_PROMPT:_ Print every line of the items below verbatim, leaving out the pictures.

**** ENTRIES SUPPLIED ****

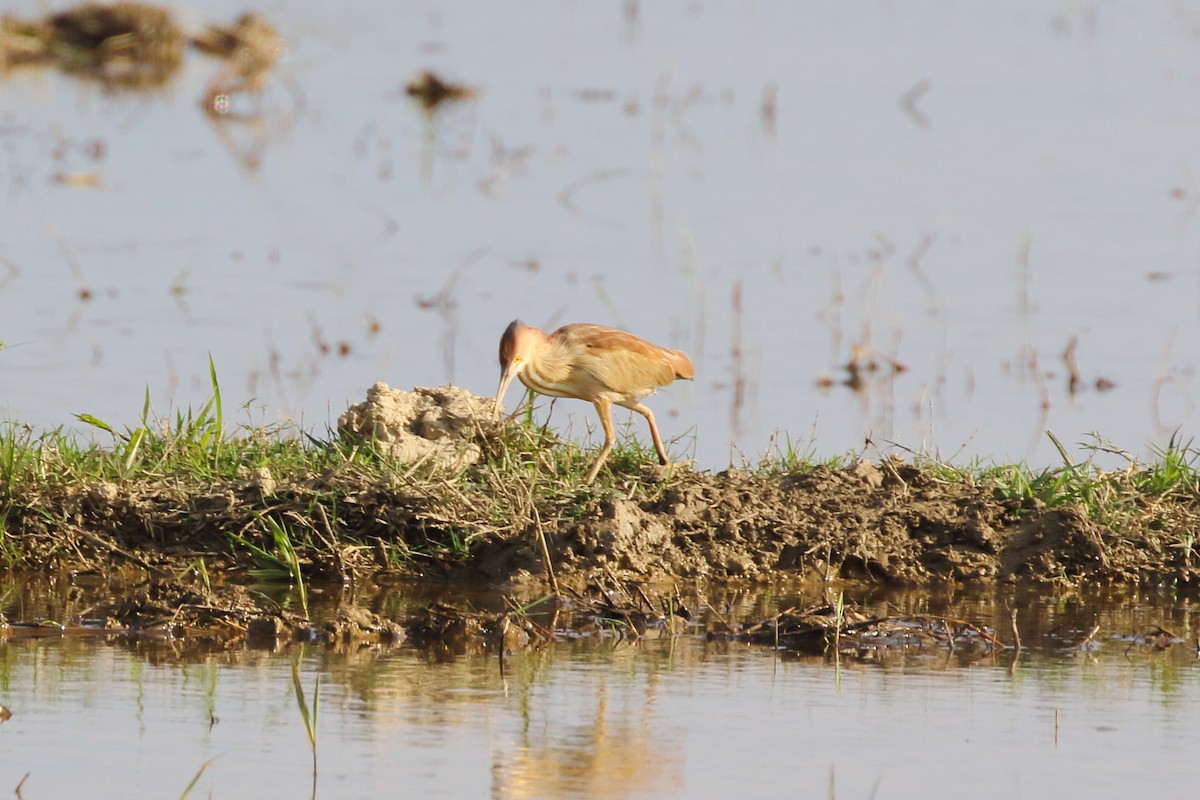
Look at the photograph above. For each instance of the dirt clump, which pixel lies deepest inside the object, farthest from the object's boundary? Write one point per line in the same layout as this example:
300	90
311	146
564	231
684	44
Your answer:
438	425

****

_SOLUTION:_
Look at the photograph above. For each instance of the dirt clump, which pixel lies deepest inside the object, farthest from the object's boundary? Write one point per line in the same layout as this example:
300	90
311	146
564	231
684	44
Your answer:
438	425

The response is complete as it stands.